Exercise task ::
Gather each line in the material below that contains the string "yellow", and list those lines in their original order.

Given records ::
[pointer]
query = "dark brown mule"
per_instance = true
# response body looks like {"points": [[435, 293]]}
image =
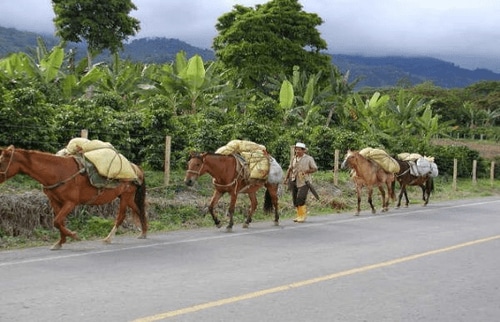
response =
{"points": [[66, 185], [228, 177], [367, 173], [405, 179]]}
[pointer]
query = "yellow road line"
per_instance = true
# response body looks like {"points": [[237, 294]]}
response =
{"points": [[286, 287]]}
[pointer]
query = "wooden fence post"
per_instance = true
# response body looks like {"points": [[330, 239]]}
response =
{"points": [[455, 166], [168, 143], [336, 168], [492, 172], [474, 171]]}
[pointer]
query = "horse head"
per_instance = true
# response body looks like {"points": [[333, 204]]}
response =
{"points": [[195, 164]]}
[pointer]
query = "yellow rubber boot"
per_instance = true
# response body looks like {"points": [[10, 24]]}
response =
{"points": [[302, 211]]}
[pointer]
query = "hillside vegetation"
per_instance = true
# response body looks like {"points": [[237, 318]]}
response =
{"points": [[372, 72]]}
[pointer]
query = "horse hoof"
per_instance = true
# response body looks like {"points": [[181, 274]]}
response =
{"points": [[56, 246]]}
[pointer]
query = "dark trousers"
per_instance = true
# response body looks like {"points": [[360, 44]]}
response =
{"points": [[299, 195]]}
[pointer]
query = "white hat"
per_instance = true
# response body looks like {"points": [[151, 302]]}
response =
{"points": [[300, 145]]}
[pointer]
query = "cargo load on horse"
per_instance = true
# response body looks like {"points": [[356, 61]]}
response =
{"points": [[420, 165], [238, 167], [382, 158], [102, 161], [255, 155]]}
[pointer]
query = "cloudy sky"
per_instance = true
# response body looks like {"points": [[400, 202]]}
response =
{"points": [[464, 32]]}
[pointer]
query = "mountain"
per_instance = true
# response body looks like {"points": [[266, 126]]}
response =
{"points": [[371, 71], [389, 71]]}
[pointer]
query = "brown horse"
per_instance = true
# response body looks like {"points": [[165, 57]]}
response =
{"points": [[367, 173], [228, 175], [405, 178], [67, 185]]}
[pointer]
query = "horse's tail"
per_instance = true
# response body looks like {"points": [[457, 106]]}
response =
{"points": [[140, 201], [430, 185], [268, 202], [393, 187]]}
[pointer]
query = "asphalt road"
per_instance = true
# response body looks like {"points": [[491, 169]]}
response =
{"points": [[434, 263]]}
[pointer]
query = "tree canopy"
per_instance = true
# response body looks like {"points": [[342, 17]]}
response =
{"points": [[269, 40], [103, 24]]}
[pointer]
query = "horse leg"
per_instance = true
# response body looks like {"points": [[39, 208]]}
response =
{"points": [[403, 189], [251, 210], [120, 217], [358, 192], [370, 199], [385, 201], [232, 206], [426, 194], [274, 198], [59, 222], [211, 208], [407, 201]]}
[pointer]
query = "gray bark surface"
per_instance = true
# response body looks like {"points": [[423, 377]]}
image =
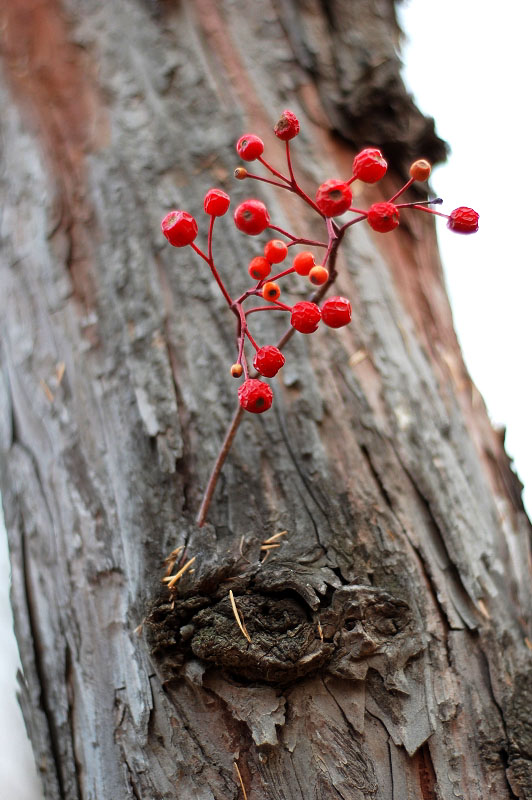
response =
{"points": [[406, 536]]}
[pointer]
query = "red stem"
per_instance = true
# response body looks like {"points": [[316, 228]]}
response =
{"points": [[273, 170], [400, 192], [210, 262]]}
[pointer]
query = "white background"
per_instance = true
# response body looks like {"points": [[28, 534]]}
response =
{"points": [[467, 62]]}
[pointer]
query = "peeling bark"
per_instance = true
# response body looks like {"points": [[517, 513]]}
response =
{"points": [[390, 631]]}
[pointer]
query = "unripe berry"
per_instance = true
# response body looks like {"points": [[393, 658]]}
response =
{"points": [[268, 361], [287, 127], [303, 262], [180, 228], [259, 268], [271, 291], [252, 217], [318, 275], [275, 251], [383, 217], [249, 147], [216, 202], [420, 170], [369, 166], [305, 317], [255, 396], [333, 198], [336, 312], [463, 220]]}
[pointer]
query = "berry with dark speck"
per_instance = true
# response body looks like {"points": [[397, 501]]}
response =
{"points": [[255, 396]]}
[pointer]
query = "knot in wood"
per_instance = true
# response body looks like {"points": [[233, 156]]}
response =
{"points": [[284, 642]]}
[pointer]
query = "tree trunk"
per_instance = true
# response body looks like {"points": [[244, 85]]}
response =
{"points": [[389, 647]]}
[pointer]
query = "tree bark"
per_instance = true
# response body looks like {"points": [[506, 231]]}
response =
{"points": [[390, 640]]}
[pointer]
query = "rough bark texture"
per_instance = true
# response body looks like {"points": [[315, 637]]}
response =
{"points": [[406, 537]]}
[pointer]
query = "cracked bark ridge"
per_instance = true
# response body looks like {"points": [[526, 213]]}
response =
{"points": [[405, 531], [351, 52]]}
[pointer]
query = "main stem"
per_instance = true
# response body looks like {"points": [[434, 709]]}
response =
{"points": [[336, 235]]}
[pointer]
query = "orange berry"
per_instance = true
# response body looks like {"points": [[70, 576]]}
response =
{"points": [[275, 251], [420, 170], [270, 291], [318, 275], [259, 268], [303, 262]]}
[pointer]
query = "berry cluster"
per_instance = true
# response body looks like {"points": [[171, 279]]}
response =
{"points": [[333, 199]]}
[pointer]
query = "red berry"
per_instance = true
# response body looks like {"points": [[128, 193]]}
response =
{"points": [[305, 317], [369, 165], [216, 202], [275, 251], [271, 291], [463, 220], [420, 170], [287, 126], [318, 275], [268, 361], [333, 198], [336, 312], [259, 268], [303, 262], [249, 147], [383, 217], [255, 396], [180, 228], [252, 217]]}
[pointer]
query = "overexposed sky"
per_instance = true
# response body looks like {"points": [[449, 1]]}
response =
{"points": [[468, 64]]}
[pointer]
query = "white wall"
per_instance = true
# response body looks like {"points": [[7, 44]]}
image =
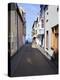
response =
{"points": [[13, 33], [52, 21]]}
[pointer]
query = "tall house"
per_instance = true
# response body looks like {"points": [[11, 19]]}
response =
{"points": [[51, 29], [16, 28]]}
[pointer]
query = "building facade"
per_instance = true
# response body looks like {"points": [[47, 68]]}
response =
{"points": [[16, 28], [51, 30], [38, 31]]}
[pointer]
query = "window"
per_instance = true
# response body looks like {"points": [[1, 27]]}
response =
{"points": [[57, 9], [47, 20]]}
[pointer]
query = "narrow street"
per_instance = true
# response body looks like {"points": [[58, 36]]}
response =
{"points": [[33, 62]]}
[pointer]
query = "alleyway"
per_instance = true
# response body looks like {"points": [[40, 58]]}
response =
{"points": [[32, 62]]}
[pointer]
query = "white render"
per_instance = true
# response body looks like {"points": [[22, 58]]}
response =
{"points": [[52, 21]]}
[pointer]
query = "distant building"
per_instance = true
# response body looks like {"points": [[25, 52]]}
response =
{"points": [[38, 31], [51, 29], [16, 28]]}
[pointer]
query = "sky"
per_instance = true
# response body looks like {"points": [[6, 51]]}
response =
{"points": [[32, 11]]}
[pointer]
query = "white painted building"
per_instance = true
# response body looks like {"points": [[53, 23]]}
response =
{"points": [[51, 20], [38, 32]]}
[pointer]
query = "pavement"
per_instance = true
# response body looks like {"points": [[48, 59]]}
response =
{"points": [[32, 62]]}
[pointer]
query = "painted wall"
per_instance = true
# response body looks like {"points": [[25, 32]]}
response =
{"points": [[51, 19]]}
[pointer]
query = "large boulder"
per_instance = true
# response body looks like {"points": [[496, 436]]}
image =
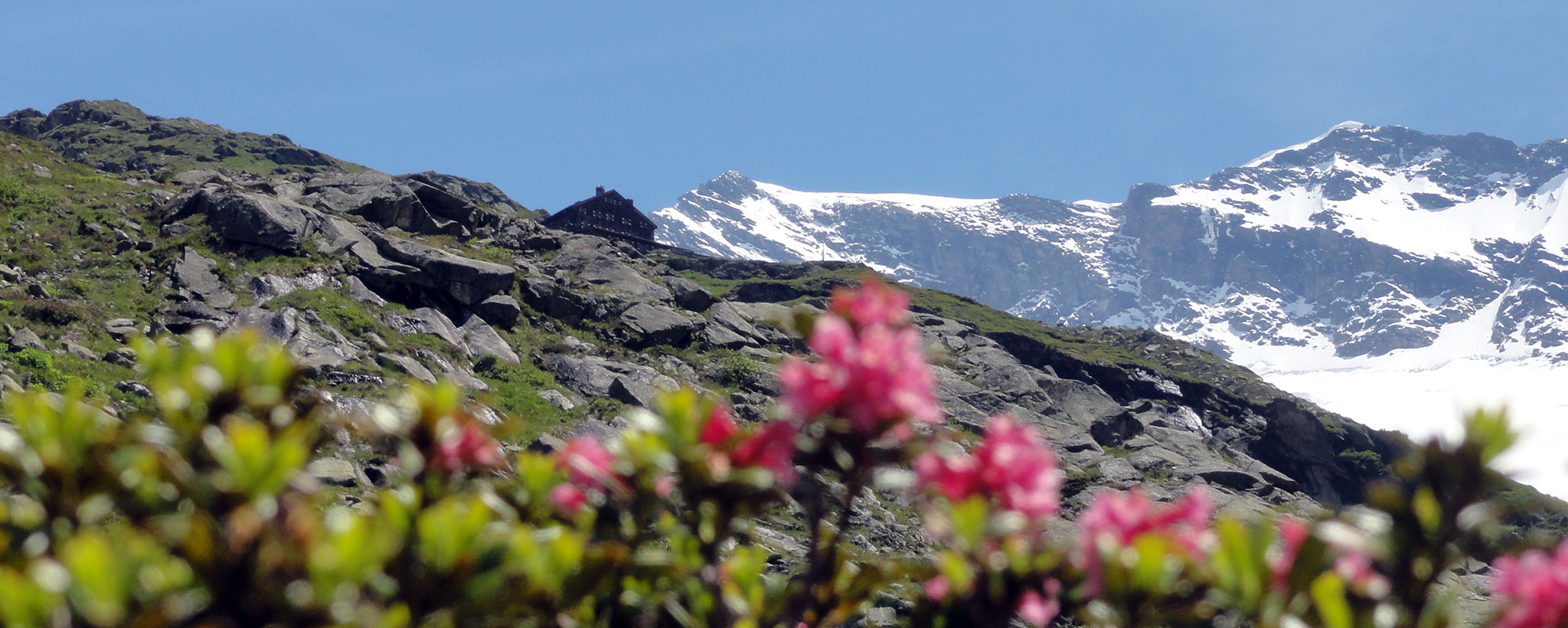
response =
{"points": [[429, 321], [483, 339], [556, 300], [689, 294], [656, 324], [378, 198], [194, 278], [465, 280], [407, 365], [598, 378], [622, 280], [257, 221], [499, 309]]}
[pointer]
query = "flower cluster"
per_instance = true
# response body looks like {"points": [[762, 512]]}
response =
{"points": [[1119, 518], [1011, 465], [871, 369], [1532, 590], [590, 475], [468, 448], [769, 448]]}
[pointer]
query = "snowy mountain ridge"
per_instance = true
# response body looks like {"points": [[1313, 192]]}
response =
{"points": [[1370, 253]]}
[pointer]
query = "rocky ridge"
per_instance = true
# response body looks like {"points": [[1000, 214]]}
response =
{"points": [[374, 278]]}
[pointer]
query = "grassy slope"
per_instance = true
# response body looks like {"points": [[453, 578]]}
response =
{"points": [[134, 142]]}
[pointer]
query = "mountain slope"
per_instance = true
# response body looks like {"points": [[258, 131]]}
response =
{"points": [[116, 137], [1334, 267]]}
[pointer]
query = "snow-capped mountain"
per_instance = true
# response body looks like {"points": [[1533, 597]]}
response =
{"points": [[1379, 270]]}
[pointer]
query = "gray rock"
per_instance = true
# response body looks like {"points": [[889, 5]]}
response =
{"points": [[317, 346], [1230, 478], [556, 300], [336, 472], [882, 616], [24, 338], [656, 324], [269, 286], [341, 236], [465, 280], [557, 399], [121, 357], [689, 294], [276, 325], [364, 294], [1119, 472], [260, 221], [499, 309], [380, 200], [598, 378], [194, 276], [408, 366], [200, 176], [191, 315], [136, 388], [1116, 429], [595, 429], [427, 321], [622, 280], [482, 339]]}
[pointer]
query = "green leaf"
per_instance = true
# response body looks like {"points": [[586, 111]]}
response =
{"points": [[1328, 595]]}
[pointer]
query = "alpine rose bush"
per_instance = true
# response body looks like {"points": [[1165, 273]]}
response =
{"points": [[1011, 465], [1119, 518], [1530, 590], [201, 512], [869, 371]]}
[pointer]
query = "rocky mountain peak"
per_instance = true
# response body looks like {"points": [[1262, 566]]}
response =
{"points": [[1374, 250], [731, 184]]}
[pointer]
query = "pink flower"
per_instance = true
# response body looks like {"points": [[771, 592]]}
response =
{"points": [[1014, 465], [938, 587], [586, 463], [874, 378], [1292, 532], [1119, 518], [469, 448], [1530, 590], [1355, 567], [769, 448], [1040, 610], [874, 303], [719, 427], [568, 496]]}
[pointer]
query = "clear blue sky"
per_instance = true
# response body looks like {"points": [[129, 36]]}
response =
{"points": [[1060, 100]]}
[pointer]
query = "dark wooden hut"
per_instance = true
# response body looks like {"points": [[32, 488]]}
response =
{"points": [[604, 214]]}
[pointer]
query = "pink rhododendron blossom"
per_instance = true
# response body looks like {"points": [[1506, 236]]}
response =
{"points": [[874, 303], [1117, 518], [1040, 610], [875, 378], [1292, 532], [1014, 465], [938, 587], [568, 496], [769, 448], [586, 463], [1355, 567], [469, 448], [1530, 590]]}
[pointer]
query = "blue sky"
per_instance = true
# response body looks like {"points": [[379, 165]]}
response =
{"points": [[547, 100]]}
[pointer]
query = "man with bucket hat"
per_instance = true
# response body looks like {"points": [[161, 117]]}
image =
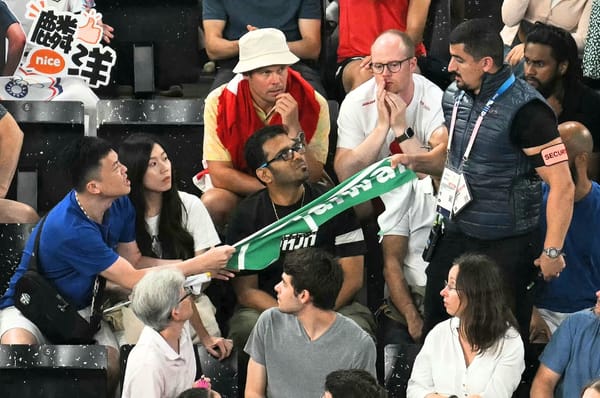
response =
{"points": [[265, 91]]}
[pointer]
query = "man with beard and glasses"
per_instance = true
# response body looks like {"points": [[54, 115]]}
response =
{"points": [[574, 290], [553, 68], [264, 92], [280, 164]]}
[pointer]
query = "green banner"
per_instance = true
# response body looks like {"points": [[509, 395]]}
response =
{"points": [[262, 248]]}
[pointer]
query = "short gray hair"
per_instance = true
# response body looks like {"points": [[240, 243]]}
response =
{"points": [[156, 295]]}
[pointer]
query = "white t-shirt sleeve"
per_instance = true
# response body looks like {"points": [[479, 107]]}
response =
{"points": [[198, 223], [426, 108], [355, 116]]}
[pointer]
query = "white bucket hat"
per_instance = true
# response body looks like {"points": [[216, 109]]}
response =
{"points": [[263, 47]]}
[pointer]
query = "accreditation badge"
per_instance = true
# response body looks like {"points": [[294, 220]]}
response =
{"points": [[453, 194]]}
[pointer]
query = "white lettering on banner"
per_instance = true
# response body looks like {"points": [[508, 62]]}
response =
{"points": [[291, 242], [384, 174]]}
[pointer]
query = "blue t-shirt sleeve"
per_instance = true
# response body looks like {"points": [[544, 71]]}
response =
{"points": [[128, 214], [85, 251], [213, 9], [310, 9]]}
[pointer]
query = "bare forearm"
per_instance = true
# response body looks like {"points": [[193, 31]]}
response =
{"points": [[197, 324], [353, 268], [11, 140], [416, 18], [353, 160], [235, 181], [431, 162], [399, 290]]}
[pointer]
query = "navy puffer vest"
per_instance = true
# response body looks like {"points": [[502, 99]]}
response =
{"points": [[505, 188]]}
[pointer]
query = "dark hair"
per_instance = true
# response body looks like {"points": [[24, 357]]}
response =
{"points": [[253, 151], [408, 43], [316, 271], [81, 159], [486, 316], [480, 39], [176, 241], [594, 385], [564, 49], [353, 383]]}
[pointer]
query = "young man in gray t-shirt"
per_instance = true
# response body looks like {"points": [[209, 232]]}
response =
{"points": [[293, 347]]}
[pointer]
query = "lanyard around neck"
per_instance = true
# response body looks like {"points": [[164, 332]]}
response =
{"points": [[484, 111]]}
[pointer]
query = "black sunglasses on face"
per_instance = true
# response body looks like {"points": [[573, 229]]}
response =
{"points": [[287, 154]]}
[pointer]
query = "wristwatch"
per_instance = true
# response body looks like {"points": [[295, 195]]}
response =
{"points": [[553, 252], [408, 133]]}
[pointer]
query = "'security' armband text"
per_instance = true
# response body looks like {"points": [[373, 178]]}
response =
{"points": [[549, 156]]}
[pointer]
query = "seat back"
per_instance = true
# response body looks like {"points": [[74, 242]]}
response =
{"points": [[399, 360], [48, 128], [12, 241], [223, 374], [53, 371]]}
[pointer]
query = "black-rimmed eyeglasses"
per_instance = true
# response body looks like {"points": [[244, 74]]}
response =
{"points": [[286, 154], [450, 288], [393, 66]]}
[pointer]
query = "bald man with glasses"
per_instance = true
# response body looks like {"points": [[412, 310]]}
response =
{"points": [[396, 111]]}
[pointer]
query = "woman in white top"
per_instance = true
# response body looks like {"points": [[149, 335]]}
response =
{"points": [[478, 352], [571, 15], [169, 225]]}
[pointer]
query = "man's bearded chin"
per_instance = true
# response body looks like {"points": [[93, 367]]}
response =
{"points": [[549, 88]]}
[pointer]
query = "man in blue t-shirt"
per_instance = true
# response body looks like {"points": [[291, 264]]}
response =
{"points": [[571, 357], [226, 21], [90, 232], [574, 290]]}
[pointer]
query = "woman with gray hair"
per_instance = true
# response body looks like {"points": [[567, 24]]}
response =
{"points": [[162, 364]]}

Written response ::
query = "yellow road line"
query = "yellow rubber boot"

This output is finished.